What the task asks:
Set out every line of the records below as a Markdown table with the columns Row and Line. Number the rows, and skip any blank lines.

Dataset records:

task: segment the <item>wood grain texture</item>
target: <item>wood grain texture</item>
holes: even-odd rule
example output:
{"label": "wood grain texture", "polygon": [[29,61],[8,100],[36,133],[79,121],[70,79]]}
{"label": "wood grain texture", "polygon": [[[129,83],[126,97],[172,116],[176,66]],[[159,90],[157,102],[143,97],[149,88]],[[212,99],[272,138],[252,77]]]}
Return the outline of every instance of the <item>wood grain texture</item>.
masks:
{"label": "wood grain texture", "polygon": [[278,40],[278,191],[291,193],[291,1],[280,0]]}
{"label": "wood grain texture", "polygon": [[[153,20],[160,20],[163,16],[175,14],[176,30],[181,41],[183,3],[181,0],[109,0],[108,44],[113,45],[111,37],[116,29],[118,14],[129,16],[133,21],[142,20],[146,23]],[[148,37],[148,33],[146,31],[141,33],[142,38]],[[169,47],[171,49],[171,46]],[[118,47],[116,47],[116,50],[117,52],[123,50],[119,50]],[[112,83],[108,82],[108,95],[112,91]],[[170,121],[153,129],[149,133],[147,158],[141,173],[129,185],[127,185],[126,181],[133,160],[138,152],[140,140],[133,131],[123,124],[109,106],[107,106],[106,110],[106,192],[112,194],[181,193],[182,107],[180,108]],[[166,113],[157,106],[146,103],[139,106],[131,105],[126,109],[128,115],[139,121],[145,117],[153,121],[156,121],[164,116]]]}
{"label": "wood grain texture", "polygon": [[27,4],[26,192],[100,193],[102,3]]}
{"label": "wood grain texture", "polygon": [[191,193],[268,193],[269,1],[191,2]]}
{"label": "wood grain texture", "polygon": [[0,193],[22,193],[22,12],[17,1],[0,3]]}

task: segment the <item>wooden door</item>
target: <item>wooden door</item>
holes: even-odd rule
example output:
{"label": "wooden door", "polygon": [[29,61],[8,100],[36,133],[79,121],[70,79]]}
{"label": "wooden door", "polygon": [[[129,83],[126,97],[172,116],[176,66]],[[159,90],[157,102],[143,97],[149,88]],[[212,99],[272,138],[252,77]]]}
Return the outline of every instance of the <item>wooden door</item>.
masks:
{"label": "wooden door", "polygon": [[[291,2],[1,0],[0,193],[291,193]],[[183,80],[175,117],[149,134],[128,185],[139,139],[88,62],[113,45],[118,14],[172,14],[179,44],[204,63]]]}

Solution to the problem:
| Row | Line |
|---|---|
| 1 | task: segment the <item>wood grain texture</item> |
| 2 | target: <item>wood grain texture</item> |
| 3 | holes: even-odd rule |
| 4 | example output: |
| 5 | {"label": "wood grain texture", "polygon": [[29,61],[8,100],[36,133],[79,121],[70,79]]} |
| 6 | {"label": "wood grain texture", "polygon": [[[129,83],[126,97],[172,116],[176,66]],[[159,90],[157,102],[143,97],[149,88]],[[212,99],[272,138],[252,77]]]} |
| 7 | Return the outline of every instance of the <item>wood grain texture</item>. |
| 8 | masks: |
| 9 | {"label": "wood grain texture", "polygon": [[278,40],[278,191],[291,193],[291,1],[280,0]]} |
| 10 | {"label": "wood grain texture", "polygon": [[[153,20],[160,20],[163,16],[175,14],[176,30],[181,41],[183,3],[181,0],[109,0],[108,44],[113,45],[111,37],[116,29],[118,14],[129,16],[133,21],[142,20],[146,23]],[[148,37],[148,33],[146,31],[141,33],[142,38]],[[169,47],[171,49],[171,46]],[[118,47],[116,47],[116,50],[117,52],[123,50],[119,50]],[[112,83],[108,82],[108,95],[112,91]],[[170,121],[153,129],[149,133],[147,158],[141,173],[129,185],[127,185],[126,181],[133,160],[138,152],[140,140],[133,131],[123,124],[109,106],[107,106],[106,110],[106,192],[112,194],[181,193],[182,107],[180,108]],[[166,113],[157,106],[146,103],[139,106],[131,105],[126,109],[128,115],[139,121],[145,117],[153,121],[156,121],[164,116]]]} |
| 11 | {"label": "wood grain texture", "polygon": [[27,4],[26,192],[100,193],[102,3]]} |
| 12 | {"label": "wood grain texture", "polygon": [[191,193],[268,193],[269,1],[191,2]]} |
| 13 | {"label": "wood grain texture", "polygon": [[0,193],[22,193],[22,12],[17,1],[0,3]]} |
| 14 | task: segment the <item>wooden door</item> |
| 15 | target: <item>wooden door</item> |
| 16 | holes: even-odd rule |
| 17 | example output: |
| 18 | {"label": "wooden door", "polygon": [[29,61],[8,100],[36,133],[79,121],[70,79]]} |
| 19 | {"label": "wooden door", "polygon": [[[129,83],[126,97],[172,116],[176,66]],[[159,90],[157,102],[143,97],[149,88]],[[212,99],[272,138],[252,77]]]} |
| 20 | Return the outline of every instance of the <item>wooden door</item>. |
| 21 | masks: |
| 22 | {"label": "wooden door", "polygon": [[[291,2],[1,0],[0,193],[291,193]],[[183,80],[175,117],[149,134],[128,185],[139,139],[88,62],[113,45],[118,14],[172,14],[179,44],[204,63]]]} |